C'est à la page 46, après ce qui pourrait être interprétées comme des digressions sans trop d'importance pour un lecteur profane (osons même dire que ces considérations métalittéraires servent de repoussoir à ce lecteur et sont donc un avertissement tout aussi clair que celui d'Amerian psycho (qui est ici le récit dans le récit, une auto-référence dans l'auto-fiction) quant aux difficultés que posera la lecture bien qu'elles se situent sur un autre plan) que nous retrouvons la fameuse phrase « Tu fais vraiment bonne impression. » chapeauté par le numéro 2 et un titre, sur deux lignes, « Jeudi 30 octobre, La fête ». Le lecteur qui laisse passer cette date sans y voir une étoile de laquelle le développement du récit viendra tirer sa teinte est invité à revenir sur ses pas à la fin de sa lecture. Toujours important chez BEE (et chez bien d'autres); prenez-en l'habitude.

DONNÉES:
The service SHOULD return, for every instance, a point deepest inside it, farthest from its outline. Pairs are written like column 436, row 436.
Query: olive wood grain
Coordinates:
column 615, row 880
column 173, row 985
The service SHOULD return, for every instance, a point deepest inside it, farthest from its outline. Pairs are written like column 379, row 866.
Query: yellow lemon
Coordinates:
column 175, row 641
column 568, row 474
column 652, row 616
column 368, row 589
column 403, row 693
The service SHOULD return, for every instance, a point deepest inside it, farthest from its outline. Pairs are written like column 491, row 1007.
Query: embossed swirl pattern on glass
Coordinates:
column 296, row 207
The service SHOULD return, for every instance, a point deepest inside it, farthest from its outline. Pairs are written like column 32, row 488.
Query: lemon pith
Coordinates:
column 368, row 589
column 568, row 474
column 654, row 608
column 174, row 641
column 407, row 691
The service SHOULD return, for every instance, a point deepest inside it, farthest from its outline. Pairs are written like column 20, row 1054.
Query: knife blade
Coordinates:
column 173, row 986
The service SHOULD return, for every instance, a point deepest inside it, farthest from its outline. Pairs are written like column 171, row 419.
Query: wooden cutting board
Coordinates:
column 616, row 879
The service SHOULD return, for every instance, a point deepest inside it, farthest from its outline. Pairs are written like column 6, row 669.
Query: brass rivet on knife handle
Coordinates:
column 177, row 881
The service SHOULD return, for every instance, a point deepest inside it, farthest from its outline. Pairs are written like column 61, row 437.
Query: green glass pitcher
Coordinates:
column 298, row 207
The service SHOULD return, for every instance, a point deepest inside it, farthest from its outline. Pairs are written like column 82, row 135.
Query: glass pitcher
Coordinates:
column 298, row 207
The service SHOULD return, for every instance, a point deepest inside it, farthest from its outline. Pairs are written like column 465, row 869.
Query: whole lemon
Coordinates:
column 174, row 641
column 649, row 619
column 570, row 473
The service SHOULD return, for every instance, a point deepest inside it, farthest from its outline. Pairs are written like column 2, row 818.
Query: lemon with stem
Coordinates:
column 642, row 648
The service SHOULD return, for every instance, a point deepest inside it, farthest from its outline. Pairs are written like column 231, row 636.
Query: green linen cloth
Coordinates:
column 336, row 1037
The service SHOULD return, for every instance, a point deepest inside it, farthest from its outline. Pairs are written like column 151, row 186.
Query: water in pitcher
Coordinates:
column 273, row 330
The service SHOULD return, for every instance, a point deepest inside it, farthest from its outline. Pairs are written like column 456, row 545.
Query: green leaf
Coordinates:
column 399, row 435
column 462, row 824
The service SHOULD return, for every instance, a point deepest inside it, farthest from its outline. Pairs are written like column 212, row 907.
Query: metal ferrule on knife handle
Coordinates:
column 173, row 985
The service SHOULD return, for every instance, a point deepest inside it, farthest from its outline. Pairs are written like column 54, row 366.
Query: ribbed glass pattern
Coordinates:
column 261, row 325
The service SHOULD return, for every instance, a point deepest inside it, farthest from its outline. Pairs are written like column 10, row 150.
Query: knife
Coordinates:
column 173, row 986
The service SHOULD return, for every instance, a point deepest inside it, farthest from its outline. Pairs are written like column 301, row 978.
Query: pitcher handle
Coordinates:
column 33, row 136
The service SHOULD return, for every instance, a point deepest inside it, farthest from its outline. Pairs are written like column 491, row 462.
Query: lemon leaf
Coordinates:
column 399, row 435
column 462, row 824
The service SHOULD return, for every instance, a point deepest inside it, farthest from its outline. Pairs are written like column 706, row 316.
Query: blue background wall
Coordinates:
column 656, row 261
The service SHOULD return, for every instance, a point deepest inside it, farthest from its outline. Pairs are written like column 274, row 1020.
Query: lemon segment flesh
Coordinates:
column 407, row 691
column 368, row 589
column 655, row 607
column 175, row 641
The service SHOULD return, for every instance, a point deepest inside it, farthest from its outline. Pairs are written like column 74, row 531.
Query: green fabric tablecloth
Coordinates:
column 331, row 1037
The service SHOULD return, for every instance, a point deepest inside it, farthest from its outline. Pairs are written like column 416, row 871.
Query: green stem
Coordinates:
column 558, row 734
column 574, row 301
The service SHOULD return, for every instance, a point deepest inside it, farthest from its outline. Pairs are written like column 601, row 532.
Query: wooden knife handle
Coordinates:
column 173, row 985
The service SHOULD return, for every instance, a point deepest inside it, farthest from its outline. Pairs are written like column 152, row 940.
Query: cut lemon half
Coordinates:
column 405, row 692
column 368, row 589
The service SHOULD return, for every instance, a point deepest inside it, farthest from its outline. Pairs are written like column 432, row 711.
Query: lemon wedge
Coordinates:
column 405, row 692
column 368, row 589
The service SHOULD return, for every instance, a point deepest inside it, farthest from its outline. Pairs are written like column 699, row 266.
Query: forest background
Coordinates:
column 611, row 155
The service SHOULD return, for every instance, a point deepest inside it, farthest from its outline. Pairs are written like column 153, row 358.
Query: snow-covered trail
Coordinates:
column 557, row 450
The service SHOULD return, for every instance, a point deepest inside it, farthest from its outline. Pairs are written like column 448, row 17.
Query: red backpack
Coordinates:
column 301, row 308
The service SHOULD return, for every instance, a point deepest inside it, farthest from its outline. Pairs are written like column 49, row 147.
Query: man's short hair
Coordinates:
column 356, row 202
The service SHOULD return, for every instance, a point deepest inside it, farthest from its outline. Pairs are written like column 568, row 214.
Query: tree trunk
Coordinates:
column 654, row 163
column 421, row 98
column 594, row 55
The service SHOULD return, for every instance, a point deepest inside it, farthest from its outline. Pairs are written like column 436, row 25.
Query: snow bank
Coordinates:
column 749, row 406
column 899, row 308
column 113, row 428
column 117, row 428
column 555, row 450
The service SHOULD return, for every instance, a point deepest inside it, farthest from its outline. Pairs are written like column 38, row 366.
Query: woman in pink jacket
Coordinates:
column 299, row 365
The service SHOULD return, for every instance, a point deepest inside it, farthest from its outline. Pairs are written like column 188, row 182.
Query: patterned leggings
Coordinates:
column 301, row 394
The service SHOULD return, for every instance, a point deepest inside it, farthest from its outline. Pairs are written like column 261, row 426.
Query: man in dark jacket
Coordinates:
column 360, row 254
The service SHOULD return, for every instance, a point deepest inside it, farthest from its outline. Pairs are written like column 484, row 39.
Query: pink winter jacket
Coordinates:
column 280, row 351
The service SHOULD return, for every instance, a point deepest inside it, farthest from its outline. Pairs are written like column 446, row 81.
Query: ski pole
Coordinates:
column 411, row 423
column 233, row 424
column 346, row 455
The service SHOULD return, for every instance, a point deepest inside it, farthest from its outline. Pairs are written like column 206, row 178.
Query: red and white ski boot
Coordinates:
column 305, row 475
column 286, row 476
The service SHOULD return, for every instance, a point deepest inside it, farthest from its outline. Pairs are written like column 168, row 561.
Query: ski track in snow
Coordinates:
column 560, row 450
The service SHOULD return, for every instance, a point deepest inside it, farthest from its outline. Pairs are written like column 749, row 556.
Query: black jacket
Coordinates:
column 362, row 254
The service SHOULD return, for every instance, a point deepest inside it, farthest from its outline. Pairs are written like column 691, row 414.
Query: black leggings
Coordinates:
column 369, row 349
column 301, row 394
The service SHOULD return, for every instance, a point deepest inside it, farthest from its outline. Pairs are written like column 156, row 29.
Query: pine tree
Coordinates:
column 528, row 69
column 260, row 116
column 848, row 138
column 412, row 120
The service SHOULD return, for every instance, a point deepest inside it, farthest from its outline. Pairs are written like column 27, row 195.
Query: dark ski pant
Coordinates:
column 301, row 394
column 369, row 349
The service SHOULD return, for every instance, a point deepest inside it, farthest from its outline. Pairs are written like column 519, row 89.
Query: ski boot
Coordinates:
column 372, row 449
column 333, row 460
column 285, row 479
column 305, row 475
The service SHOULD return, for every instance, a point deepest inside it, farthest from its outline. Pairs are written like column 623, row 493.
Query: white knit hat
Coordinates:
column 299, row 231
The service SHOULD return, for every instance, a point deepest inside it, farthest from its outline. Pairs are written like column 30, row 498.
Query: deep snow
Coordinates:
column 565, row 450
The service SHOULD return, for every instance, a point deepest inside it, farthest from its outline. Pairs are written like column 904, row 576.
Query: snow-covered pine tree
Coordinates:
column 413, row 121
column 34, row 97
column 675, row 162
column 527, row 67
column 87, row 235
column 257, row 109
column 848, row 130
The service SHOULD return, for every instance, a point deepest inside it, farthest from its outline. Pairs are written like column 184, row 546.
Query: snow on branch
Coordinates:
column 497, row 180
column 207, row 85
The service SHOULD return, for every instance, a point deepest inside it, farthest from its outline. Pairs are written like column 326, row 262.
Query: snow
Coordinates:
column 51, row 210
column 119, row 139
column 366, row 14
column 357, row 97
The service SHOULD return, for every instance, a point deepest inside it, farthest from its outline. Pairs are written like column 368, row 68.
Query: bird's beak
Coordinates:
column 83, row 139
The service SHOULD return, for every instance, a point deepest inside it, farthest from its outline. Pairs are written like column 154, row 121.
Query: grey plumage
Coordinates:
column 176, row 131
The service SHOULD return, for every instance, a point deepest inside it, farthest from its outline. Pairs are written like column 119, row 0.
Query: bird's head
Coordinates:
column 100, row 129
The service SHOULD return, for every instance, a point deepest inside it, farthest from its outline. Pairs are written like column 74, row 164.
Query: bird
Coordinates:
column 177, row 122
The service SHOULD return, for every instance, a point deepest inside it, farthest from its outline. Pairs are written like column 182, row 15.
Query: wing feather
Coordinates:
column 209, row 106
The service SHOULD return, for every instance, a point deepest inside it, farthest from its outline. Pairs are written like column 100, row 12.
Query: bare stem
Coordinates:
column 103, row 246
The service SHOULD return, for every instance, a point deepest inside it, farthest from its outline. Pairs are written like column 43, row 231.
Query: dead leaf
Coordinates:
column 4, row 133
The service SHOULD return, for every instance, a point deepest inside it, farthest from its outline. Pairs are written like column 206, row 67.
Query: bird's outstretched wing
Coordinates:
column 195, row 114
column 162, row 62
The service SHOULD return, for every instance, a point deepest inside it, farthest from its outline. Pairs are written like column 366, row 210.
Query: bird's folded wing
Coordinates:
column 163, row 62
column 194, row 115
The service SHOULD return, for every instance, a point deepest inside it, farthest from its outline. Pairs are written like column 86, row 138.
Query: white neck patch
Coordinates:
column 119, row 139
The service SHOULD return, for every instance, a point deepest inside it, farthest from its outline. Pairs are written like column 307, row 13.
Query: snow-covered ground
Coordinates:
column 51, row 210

CONSIGNE A: Relevez tous les nombres écrits en chiffres dans le commentaire sur le roman.
CONSIGNE B: Poursuivez le commentaire sur le roman après sa dernière phrase.

CORRIGÉ A: 46 ; 2 ; 30

CORRIGÉ B:
 La veille de l'Halloween donc, commence un récit d'horreur et de maison hanté qui se présente sous les formes d'un journal de création et d'un journal intime, bref sous les auspices autofictionnelles les plus convenues. Mais voilà, bien que l'on nous noie sous les détails people de la vie du narrateur (qui se nomme Bret Easton Ellis, a écrit plusieurs romans dont American psycho, essaye de s'adapter à la vie de famille en banlieu chic, s'imbibe allègrement d'alcool et de drogues), le lecteur ne peut que mettre en doute la parole du narrateur et là, la fiction, dans son appellation la plus classique, pointe le nez. Hanté par Patrick Bateman, frappé par une créature mystérieuse du nom de Terby, obnubilé par son défun père, les cadavres s'accumulant sur ses talons, Bret (narrateur) devient-il fou? Et que fais Bret, l'auteur, empêtré dans cette matière semi-paranormale? Il écrit un chef-d'oeuvre. Voilà ce qu'il fait.

Maintenant, aller les lire et je vous reviens dans pas trop longtemps pour le texte que je me promettais d'écrire aujourd'hui et qui devait avoir pour sujet Bret Easton Ellis, auteur de Less than zero et de Imperial bedroom(s). Un autre diptyque de l'oeuvre de ce brillant auteur auxquels les propos précédents devaient ne servir que d'introduction... La concision n'a jamais été mon fort. Je vous laisse sur la première phrase de son nouvel opus, Imperial bedroom(s) -qui est le titre d'un album d'Elvis Costello (pénible en ce qui me concerne)-, une des meilleures premières phrases qu'il m'ait été donné de lire :

"They had made a movie about us."

Tellement XXIe siècle.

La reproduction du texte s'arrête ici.